ESTRATTO DEL DOCUMENTO:
Stringere in un intrigante abbraccio
interdisciplinare psicologia clinica e logica significa far
dono, alla prima, di una profonda razionalità e, alla seconda,
di una nobile applicabilità. Si scopre, così, quanto ardua e
complessa sia la psicologia clinica, scienza che si pone ai
limiti della caoticità e della paradossalità conoscitiva. In
psicologia clinica non sono del tutto lecite le certe generalizzazioni
e le perfette teorizzazioni, sebbene molti pensino il contrario.
Generalizzare vuol dire esaltare la dimensione estensiva dove
importante è la numerosità del campione. Teorizzare vuol dire
presumere l’indiscutibilità delle proprie convinzioni, a scapito
delle specificità personali. In ogni caso, la persona è secondaria.
Non è neanche lecito, però, sostenere che la psicologia clinica
debba ridursi ai mondi soggettivi; ogni persona resta, in fondo,
un uomo, e, come tale, espressione di un’umanità di base che
la rende simile, per molti aspetti, a tutte le altre persone.
Si delinea, così, la povertà dei metodi distinti, siano essi
sperimentali (invece idonei alla psicologia generale), assiomatici
o relativistici. Nell’integrazione di questi metodi si cela,
invece, l’opportunità di esaltare la sinergica costruttività
e di sminuire, al contrario, il peso della reciproca incompatibilità.
Nel fondere, in sé, apertura e confinamento, ipoteticismo e
conclusività, infinitarietà e contenimento, la logica integrata
apre, così, strabilianti prospettive di crescita. La psicologia
clinica si fa scienza razionale, retta da un pensiero forte
in ogni sua versione applicativa e, al di là di tutto, rispettosa
della complessa problematicità che le è insita per natura.

SEZIONE DATI:
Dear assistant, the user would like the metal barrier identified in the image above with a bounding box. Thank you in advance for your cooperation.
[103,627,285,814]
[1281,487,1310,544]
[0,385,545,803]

DETTAGLI ESERCIZIO: Riscrivi il brano sulla psicologia clinica da "Generalizzare vuol dire" a "le altre persone.", scambiando "campione" con "gruppo".

RISULTATO:
Generalizzare vuol dire esaltare la dimensione estensiva dove
importante è la numerosità del gruppo. Teorizzare vuol dire
presumere l’indiscutibilità delle proprie convinzioni, a scapito
delle specificità personali. In ogni caso, la persona è secondaria.
Non è neanche lecito, però, sostenere che la psicologia clinica
debba ridursi ai mondi soggettivi; ogni persona resta, in fondo,
un uomo, e, come tale, espressione di un’umanità di base che
la rende simile, per molti aspetti, a tutte le altre persone.